→ Extract:
+-------+

Joelly Mendoza-Acosta was a freshman at Wilder High School in rural Idaho in 2019 when she met Rachel Bagnall, the Teach for America corps member who changed the course of her life.

Rachel was just starting her two years with TFA as a math teacher, and Joelly was one of her advisees. Though Joelly had long harbored an interest in the medical profession, she didn’t know how to find or pursue opportunities that would set her on the path toward a medical career.

None of her middle school teachers had offered much assistance, but Rachel immediately took an interest in helping Joelly pursue her passion. Today, Joelly is president of her junior class and has enrolled in a two-year Certified Nursing Assistant program at COSSA Academy, a public cooperative school providing career and technical education programs.

From early in her freshman year, Joelly sensed that Rachel was different from many of her other teachers. “Normally a teacher will give you an assignment and if you don't turn it in by a certain time, you just don't get a grade, but Ms. Bagnall was extremely patient with everyone, and if she saw that someone had something going on in their life she just understood, and not all teachers are like that,” Joelly said.

Joelly credits Rachel with making it possible to work on her nursing assistant certificate while simultaneously continuing her high school studies in Wilder. “From the moment I told her I was interested in nursing, she had me trying to get into programs,” Joelly said. Family finances were a barrier, so it wasn’t until this fall that Joelly was finally able to enroll.

Even as Rachel was preparing to move to Virginia with her husband, who is attending medical school, she helped Joelly and her mother, a Mexican immigrant, with the COSSA Academy paperwork. Because she speaks Spanish, Rachel was able to communicate directly with Joelly’s mother, while teachers in previous years had to work through an interpreter, making communication more challenging.

“They were able to get closer because they could talk to each other, and it helped my mother understand a lot better what was going on and what we had to do to get me enrolled,” Joelly said.

Although Rachel has moved across the country, Joelly stays in touch with her, and is confident the relationship will continue long-term. “She is a person that I have a great connection with.  With other teachers, it wasn’t the same. She knows my history and she's been there for me through a lot of stuff.”

Joelly dreams someday of being a neonatal nurse. And if she fulfills that dream, she said, she will think back to Rachel Bagnall and credit her with helping make it possible.

+-------+

(Photo-based referring expression data)
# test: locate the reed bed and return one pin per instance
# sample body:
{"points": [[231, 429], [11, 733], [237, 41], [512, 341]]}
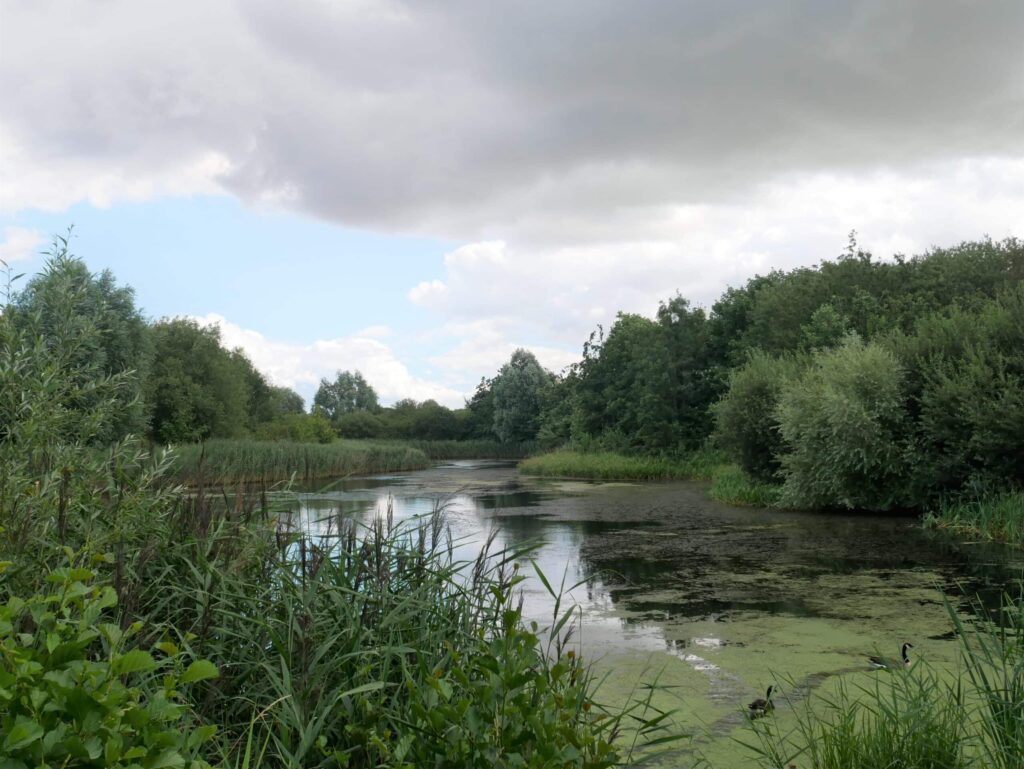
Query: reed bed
{"points": [[472, 449], [268, 462], [998, 517]]}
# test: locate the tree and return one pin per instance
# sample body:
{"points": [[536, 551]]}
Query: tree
{"points": [[198, 389], [286, 400], [518, 393], [67, 301], [348, 392]]}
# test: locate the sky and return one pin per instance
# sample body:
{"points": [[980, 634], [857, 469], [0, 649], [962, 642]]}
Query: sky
{"points": [[414, 189]]}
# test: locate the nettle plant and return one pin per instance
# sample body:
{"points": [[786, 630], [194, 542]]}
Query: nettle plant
{"points": [[77, 691]]}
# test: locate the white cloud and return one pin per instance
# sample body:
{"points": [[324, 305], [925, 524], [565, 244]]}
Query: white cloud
{"points": [[19, 244], [302, 366], [496, 296]]}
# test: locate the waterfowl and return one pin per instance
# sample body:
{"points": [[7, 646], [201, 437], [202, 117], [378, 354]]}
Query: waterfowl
{"points": [[760, 708], [886, 664]]}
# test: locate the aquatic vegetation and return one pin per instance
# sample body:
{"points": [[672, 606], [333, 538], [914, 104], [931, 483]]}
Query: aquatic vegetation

+-------+

→ Problem: Summarize the article about Joelly Mendoza-Acosta in two sentences. The entries are separate material, unrelated to the article.

→ Exercise output: Joelly Mendoza-Acosta met Teach for America math teacher Rachel Bagnall as a freshman at Wilder High School in rural Idaho in 2019, and Rachel helped her pursue her interest in a medical career, including by speaking Spanish directly with Joelly's mother while helping with the COSSA Academy paperwork. Joelly is now president of her junior class and enrolled in a two-year Certified Nursing Assistant program, stays in touch with Rachel, and dreams of becoming a neonatal nurse.